◆ **Stated goal**
Gather every line in the data below that contains the string "shrub", and copy each one out. Case matters.

# START OF Material provided

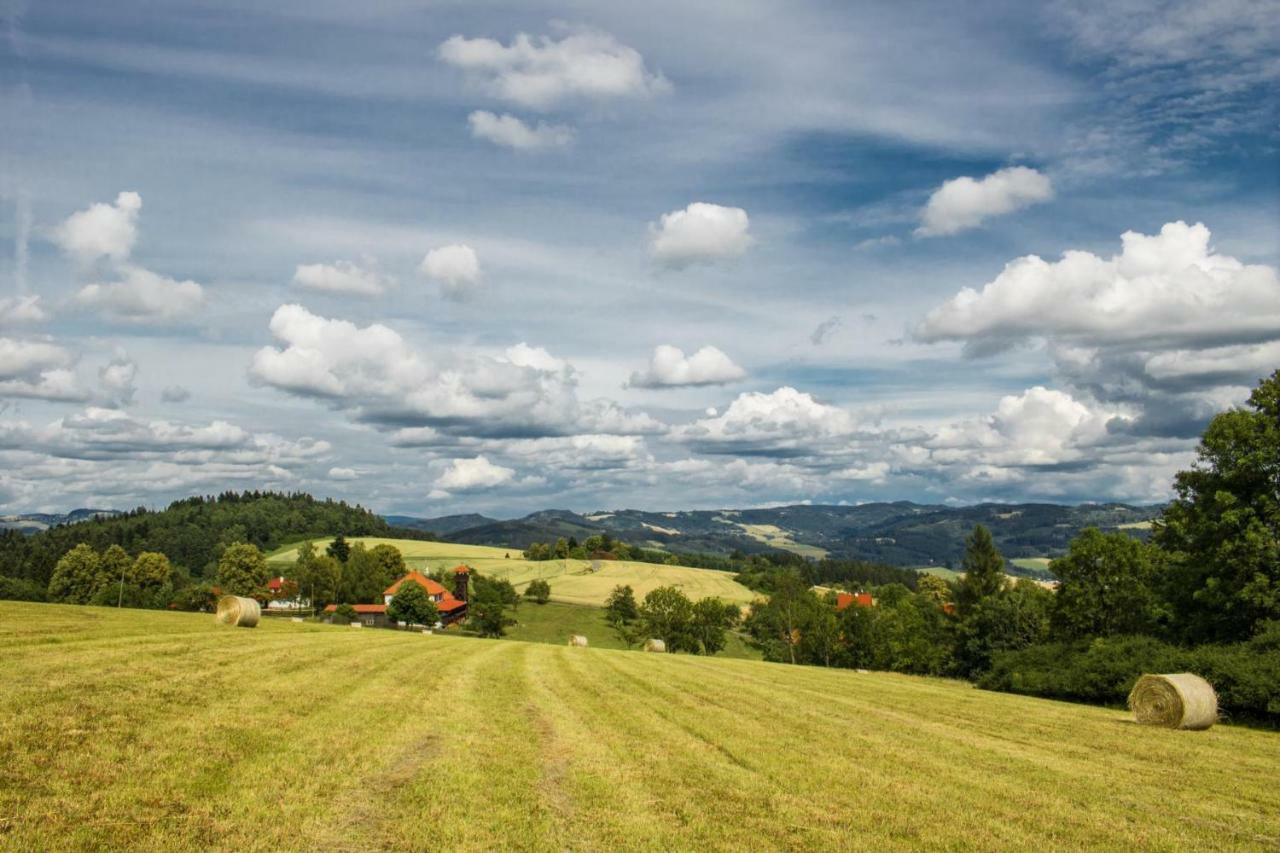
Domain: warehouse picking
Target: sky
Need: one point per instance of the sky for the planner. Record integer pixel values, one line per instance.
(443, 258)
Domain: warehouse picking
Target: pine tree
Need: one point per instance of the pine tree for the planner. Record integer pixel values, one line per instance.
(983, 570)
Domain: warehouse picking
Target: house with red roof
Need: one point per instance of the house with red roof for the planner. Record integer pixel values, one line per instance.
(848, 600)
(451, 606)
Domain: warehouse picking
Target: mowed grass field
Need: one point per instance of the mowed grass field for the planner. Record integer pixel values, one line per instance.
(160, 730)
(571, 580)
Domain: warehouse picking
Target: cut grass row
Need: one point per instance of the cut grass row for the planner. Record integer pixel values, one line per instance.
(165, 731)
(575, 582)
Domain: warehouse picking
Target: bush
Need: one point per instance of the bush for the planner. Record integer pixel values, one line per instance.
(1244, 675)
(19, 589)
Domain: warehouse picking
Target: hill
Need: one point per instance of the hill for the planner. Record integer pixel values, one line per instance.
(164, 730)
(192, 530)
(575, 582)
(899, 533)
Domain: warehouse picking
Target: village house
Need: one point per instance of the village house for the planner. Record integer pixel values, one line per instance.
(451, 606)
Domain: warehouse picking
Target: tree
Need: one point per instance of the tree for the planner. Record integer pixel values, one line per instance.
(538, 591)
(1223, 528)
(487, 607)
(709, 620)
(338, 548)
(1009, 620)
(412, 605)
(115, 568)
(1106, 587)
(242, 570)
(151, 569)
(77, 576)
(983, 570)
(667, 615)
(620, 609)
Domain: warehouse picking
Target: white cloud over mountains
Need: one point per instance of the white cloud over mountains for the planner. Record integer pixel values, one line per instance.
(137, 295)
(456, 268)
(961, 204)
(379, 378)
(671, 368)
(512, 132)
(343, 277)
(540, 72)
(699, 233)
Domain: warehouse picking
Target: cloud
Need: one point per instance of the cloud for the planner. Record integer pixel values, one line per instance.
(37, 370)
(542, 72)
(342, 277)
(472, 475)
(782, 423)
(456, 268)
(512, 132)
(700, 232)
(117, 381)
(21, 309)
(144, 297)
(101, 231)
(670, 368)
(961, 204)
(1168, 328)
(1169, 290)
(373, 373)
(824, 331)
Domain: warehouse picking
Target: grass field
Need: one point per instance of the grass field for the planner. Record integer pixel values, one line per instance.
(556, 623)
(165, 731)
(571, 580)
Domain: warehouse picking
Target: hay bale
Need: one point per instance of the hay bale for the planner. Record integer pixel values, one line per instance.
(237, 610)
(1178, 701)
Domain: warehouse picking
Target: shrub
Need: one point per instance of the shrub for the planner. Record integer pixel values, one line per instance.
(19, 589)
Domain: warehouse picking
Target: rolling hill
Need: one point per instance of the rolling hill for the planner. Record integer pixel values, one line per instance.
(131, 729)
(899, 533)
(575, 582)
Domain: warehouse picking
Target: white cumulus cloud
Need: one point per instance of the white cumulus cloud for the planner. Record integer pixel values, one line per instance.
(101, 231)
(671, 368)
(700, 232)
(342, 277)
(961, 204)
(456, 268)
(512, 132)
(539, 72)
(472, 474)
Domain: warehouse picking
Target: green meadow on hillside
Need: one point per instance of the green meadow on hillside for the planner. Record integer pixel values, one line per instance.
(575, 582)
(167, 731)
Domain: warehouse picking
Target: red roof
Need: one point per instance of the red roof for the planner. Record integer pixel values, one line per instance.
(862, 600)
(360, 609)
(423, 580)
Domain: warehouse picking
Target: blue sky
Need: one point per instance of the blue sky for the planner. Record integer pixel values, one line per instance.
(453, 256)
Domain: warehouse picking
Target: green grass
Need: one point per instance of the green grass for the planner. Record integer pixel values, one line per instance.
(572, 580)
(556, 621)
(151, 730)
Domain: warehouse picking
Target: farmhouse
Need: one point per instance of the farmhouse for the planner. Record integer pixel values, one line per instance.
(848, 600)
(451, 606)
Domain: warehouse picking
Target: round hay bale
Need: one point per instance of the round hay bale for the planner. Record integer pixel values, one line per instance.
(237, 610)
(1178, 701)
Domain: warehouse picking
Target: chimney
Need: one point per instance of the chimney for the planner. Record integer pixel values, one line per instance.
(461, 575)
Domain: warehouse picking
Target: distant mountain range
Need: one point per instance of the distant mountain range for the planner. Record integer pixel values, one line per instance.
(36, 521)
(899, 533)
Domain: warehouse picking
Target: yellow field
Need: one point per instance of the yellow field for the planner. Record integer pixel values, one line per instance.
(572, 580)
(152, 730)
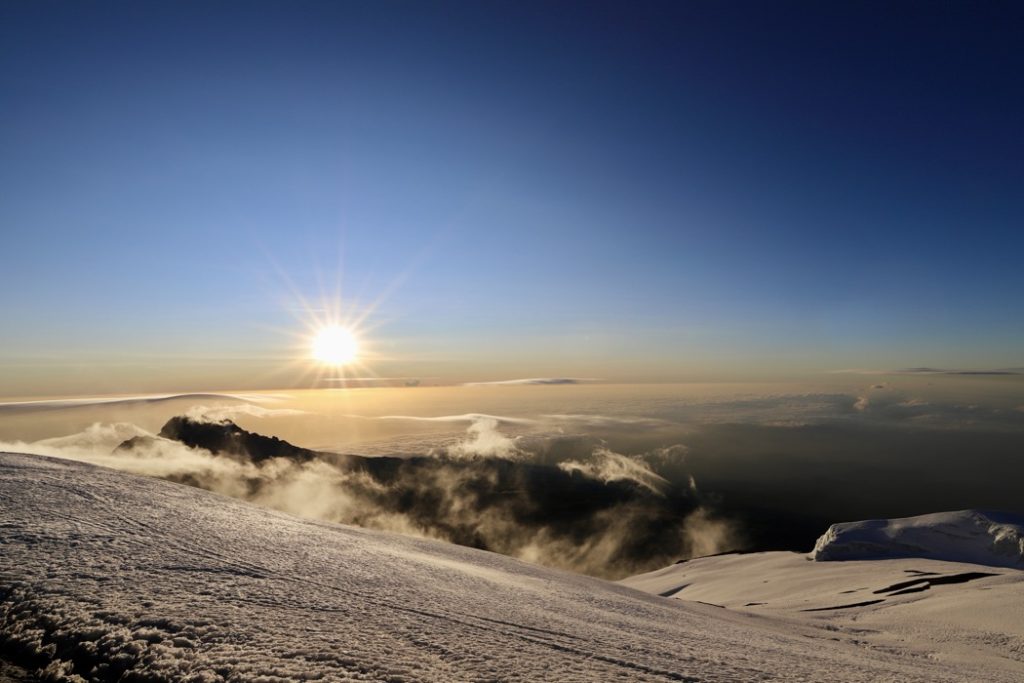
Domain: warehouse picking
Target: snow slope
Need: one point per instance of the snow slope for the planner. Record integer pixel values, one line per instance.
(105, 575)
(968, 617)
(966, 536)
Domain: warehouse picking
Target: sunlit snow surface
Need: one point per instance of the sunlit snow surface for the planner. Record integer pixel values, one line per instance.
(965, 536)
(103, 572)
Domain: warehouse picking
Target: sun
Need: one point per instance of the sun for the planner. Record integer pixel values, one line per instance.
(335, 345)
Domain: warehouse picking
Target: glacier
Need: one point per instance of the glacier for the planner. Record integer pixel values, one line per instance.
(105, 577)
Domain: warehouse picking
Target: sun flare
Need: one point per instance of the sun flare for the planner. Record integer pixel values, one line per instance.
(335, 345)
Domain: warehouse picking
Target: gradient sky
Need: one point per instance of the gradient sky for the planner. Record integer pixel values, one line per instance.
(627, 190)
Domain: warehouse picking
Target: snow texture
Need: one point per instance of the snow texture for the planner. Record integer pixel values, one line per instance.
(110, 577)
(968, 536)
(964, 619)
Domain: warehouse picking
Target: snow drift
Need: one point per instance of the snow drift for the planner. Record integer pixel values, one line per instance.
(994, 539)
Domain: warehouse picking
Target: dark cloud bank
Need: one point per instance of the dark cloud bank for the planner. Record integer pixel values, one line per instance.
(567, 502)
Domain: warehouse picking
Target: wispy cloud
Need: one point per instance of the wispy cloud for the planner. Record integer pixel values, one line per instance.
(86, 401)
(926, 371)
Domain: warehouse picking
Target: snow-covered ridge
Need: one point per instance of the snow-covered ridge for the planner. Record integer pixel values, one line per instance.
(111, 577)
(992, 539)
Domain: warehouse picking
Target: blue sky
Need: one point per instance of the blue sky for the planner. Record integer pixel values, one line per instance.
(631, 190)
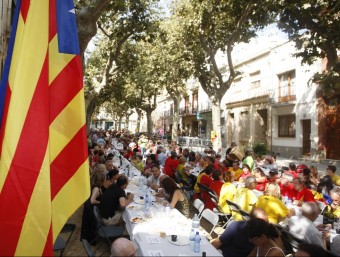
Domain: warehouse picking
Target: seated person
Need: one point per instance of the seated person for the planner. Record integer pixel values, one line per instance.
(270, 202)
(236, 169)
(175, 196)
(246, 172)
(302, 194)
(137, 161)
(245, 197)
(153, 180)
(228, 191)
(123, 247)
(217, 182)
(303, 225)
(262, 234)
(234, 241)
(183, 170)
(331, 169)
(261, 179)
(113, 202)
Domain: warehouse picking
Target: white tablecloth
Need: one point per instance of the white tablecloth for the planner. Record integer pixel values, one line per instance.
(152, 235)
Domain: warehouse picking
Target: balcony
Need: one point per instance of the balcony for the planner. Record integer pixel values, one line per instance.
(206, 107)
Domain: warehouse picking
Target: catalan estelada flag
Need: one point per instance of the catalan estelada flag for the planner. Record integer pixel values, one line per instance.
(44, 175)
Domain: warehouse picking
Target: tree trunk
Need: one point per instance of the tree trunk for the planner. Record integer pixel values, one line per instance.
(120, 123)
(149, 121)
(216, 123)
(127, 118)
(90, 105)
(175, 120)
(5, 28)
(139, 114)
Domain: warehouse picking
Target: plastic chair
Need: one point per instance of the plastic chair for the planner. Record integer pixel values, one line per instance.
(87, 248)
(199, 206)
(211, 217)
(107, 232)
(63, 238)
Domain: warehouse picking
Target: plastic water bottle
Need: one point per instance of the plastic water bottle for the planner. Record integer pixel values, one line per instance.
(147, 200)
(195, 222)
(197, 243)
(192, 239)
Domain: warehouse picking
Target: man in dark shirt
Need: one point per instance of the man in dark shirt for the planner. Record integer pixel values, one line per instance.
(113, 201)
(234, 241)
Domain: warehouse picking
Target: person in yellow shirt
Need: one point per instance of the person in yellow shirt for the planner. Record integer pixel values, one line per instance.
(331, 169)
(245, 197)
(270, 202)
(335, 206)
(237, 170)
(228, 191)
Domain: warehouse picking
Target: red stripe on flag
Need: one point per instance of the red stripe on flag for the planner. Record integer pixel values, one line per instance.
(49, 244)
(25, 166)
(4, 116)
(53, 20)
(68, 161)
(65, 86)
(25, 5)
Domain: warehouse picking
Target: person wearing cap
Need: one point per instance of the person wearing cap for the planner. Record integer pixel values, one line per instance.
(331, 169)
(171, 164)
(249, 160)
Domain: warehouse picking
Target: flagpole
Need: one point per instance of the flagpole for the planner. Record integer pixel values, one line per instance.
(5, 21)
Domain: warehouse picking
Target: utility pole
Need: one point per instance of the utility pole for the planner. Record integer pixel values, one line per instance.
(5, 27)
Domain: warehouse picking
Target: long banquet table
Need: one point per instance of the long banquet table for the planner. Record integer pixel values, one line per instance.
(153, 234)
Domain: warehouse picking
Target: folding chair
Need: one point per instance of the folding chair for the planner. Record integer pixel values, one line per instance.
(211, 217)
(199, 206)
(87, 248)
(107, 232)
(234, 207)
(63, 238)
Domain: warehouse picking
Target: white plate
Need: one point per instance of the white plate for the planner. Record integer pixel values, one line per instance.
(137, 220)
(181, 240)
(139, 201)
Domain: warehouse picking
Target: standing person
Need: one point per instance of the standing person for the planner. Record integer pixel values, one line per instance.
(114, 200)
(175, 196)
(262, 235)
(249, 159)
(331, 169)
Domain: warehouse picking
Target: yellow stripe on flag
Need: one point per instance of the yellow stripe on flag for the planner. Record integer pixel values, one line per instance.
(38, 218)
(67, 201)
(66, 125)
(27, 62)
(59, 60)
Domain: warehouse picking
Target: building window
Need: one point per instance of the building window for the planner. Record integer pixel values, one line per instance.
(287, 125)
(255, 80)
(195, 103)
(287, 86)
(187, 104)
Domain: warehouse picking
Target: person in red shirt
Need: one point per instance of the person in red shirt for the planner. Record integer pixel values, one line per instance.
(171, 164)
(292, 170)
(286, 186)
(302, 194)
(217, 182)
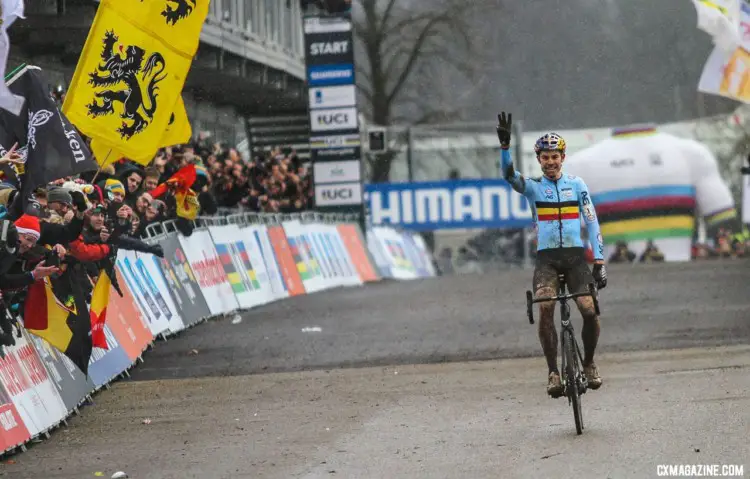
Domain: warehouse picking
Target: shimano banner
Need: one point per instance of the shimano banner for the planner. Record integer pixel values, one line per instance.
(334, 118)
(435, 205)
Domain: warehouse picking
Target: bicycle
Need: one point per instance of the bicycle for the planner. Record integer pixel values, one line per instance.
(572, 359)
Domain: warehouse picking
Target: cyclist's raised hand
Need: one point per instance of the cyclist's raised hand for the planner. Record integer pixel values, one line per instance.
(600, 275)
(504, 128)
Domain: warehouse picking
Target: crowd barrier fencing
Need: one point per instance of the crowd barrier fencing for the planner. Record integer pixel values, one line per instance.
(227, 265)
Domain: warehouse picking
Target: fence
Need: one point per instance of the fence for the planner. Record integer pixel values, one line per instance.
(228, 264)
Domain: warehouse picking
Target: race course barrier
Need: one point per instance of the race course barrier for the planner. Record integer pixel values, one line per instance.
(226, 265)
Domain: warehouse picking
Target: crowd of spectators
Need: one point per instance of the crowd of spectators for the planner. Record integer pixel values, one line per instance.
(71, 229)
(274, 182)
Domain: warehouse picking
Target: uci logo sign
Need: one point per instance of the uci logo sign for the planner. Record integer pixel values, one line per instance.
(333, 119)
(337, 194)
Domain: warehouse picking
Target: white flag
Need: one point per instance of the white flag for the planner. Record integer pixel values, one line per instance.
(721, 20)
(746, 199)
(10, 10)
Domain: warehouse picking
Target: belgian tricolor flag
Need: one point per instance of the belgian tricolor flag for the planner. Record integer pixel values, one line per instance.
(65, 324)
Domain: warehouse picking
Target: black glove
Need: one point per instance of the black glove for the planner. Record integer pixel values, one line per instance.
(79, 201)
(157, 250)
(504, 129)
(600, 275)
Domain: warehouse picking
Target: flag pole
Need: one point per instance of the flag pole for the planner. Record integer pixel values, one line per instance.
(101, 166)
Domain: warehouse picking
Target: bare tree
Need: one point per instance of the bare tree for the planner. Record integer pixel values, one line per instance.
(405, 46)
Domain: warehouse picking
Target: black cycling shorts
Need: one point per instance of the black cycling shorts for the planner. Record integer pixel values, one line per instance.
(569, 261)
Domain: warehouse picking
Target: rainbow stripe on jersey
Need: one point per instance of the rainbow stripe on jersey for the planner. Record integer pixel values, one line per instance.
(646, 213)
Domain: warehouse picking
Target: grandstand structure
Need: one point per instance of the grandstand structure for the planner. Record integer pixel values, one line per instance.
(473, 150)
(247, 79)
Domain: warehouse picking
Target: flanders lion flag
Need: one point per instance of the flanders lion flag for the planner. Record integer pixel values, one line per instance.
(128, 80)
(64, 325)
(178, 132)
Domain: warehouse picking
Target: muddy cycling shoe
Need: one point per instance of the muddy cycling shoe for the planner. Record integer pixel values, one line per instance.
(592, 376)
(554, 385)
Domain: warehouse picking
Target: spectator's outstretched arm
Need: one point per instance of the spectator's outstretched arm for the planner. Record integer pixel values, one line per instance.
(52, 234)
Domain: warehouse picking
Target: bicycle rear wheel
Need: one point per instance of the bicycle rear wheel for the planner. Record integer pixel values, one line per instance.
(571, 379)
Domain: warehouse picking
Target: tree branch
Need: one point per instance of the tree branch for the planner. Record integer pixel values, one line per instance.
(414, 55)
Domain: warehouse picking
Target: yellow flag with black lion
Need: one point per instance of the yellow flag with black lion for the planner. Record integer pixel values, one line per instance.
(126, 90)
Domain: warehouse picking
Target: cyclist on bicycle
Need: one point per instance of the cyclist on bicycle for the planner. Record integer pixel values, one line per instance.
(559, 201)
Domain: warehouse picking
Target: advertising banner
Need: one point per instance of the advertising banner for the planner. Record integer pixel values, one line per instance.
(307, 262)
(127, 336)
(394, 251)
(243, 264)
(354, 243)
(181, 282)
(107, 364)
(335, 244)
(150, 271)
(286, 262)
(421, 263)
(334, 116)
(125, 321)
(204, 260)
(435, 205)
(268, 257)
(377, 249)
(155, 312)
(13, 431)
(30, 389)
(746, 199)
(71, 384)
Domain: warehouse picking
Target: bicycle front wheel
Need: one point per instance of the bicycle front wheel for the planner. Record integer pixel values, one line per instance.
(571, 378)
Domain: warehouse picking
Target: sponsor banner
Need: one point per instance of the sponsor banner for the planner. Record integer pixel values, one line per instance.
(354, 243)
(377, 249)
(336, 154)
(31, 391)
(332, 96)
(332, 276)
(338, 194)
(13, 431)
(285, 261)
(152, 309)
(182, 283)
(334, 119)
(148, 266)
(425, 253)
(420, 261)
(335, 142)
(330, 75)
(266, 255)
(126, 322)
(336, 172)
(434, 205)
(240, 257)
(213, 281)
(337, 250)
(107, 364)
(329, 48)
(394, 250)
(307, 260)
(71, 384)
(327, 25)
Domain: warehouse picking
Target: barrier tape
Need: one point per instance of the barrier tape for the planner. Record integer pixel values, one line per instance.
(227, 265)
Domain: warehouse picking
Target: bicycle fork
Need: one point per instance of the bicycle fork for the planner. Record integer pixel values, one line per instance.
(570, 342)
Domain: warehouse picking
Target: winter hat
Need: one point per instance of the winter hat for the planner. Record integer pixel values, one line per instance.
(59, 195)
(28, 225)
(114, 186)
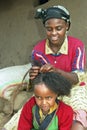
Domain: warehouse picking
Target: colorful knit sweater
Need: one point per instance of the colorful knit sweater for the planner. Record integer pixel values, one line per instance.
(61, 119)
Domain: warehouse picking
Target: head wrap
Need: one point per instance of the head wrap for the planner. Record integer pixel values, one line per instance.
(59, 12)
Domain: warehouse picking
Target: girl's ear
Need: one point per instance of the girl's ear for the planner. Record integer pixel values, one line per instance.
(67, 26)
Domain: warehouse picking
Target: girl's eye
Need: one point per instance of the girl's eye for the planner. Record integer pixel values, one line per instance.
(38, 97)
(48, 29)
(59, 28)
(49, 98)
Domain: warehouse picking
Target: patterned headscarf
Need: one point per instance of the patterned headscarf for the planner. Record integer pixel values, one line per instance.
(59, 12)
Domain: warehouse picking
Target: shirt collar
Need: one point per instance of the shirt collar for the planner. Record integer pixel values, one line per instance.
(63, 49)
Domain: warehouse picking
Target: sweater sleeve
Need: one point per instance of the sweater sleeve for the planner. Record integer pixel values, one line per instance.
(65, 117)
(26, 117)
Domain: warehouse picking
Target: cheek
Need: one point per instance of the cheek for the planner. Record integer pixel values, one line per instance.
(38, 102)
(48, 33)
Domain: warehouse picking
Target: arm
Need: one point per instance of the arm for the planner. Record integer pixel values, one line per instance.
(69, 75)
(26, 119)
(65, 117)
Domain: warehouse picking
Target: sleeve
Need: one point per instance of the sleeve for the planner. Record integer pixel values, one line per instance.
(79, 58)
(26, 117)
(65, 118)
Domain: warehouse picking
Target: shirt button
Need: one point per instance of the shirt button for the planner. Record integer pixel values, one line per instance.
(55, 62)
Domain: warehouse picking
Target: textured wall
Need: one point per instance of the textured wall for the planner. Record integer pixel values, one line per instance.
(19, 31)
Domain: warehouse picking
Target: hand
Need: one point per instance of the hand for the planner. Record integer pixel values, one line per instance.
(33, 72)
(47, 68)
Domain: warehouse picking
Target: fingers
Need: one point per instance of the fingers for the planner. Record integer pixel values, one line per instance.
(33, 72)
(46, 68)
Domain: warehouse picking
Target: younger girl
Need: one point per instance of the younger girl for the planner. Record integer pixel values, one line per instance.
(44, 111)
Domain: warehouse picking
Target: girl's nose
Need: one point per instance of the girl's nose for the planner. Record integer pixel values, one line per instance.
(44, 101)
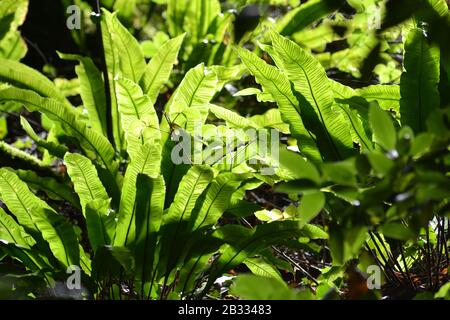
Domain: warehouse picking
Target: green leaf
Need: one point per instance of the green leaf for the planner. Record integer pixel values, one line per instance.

# END OF Material provided

◆ **Answer to this exercise**
Target: shrub
Need: one point per instance of the shrub for the planner. Record integer pixel values, one line per instance.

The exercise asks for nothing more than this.